- Data shown -
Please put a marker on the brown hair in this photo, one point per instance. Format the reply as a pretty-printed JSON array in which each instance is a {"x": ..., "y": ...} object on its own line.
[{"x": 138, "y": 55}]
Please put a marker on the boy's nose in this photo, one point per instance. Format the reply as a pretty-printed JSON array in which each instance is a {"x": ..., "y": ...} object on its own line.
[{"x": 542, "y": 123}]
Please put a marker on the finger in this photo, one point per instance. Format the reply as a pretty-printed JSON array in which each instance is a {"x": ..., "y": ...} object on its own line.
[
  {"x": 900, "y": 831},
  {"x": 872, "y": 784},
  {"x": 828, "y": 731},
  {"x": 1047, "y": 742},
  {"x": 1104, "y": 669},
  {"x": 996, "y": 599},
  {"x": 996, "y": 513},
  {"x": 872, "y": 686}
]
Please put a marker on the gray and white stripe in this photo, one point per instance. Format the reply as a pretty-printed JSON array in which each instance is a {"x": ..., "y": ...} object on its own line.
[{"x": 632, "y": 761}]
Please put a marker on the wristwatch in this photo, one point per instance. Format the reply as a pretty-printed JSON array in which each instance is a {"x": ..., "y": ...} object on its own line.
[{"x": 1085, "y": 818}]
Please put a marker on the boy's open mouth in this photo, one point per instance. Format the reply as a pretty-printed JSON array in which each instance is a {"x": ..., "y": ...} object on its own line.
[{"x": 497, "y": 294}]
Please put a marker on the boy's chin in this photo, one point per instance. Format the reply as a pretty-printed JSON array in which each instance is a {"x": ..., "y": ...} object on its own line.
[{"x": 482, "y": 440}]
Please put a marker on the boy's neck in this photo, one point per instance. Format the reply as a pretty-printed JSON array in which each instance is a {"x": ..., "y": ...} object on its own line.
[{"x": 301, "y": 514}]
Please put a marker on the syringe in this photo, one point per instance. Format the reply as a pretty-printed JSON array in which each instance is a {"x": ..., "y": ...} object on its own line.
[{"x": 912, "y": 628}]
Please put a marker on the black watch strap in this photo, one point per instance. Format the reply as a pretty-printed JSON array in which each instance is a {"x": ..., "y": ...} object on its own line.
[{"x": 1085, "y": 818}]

- Given request -
Rewrite every one of the entries above, changing "put a marker on" to "place a point on" wherever it occurs and keeping everything else the same.

- Solution -
Please place a point on the brown hair in this photo, one point per instance. Format the reply as a pretty-printed JSON array in which each instance is a {"x": ..., "y": ...} object on its own line.
[{"x": 138, "y": 55}]
Please place a point on the boy's nose in this photo, one point per instance. Format the reply as a pretty-printed JSON array in which each instance is a {"x": ..., "y": ...} object on its own line.
[{"x": 542, "y": 123}]
Please place a point on the finger in this photo, one point per instance. Format the reply as a pretty-printed JSON array in which each instance is a {"x": ..., "y": ...} object on its own line.
[
  {"x": 900, "y": 831},
  {"x": 872, "y": 784},
  {"x": 828, "y": 731},
  {"x": 1047, "y": 742},
  {"x": 1104, "y": 669},
  {"x": 996, "y": 599},
  {"x": 996, "y": 513},
  {"x": 872, "y": 686}
]
Please place a point on the gray and white stripe in this photo, one point per instance. Format the reply as a pretty-printed JSON array in which each instance is a {"x": ..., "y": ...} object on its own line.
[{"x": 632, "y": 761}]
Please place a point on the wristwatch in this photo, one point per instance. Format the reply as a pretty-printed JSON array in which each instance is a {"x": ..., "y": ...} object on its own line.
[{"x": 1085, "y": 818}]
Please place a point on the boy's open mouth in this photo, one point per instance. Format the reply as a pretty-printed JSON array in which each instance is a {"x": ..., "y": ...} object on its own line.
[{"x": 497, "y": 294}]
Please place a point on the boy's chin in this photo, one point per instance. Format the reply as a pretty-printed JSON array in which each instance is a {"x": ..., "y": ...} object on its own line.
[{"x": 482, "y": 440}]
Please place a point on the boy's neck in this photo, one point per instance. Format the reply as a pretty-printed JSON array in which each instance is a {"x": ..., "y": ...} object on its own line.
[{"x": 301, "y": 514}]
Please place a point on the syringe in this photo, one point per instance. Format the reply as a pretty-printed JSON array in which each instance is a {"x": ..., "y": ...} object on its own line.
[{"x": 912, "y": 628}]
Please place a point on the black watch strap in this photo, one point per instance. Format the reply as a pretty-printed JSON array in which each instance is a {"x": ..., "y": ...} object on its own line.
[{"x": 1085, "y": 818}]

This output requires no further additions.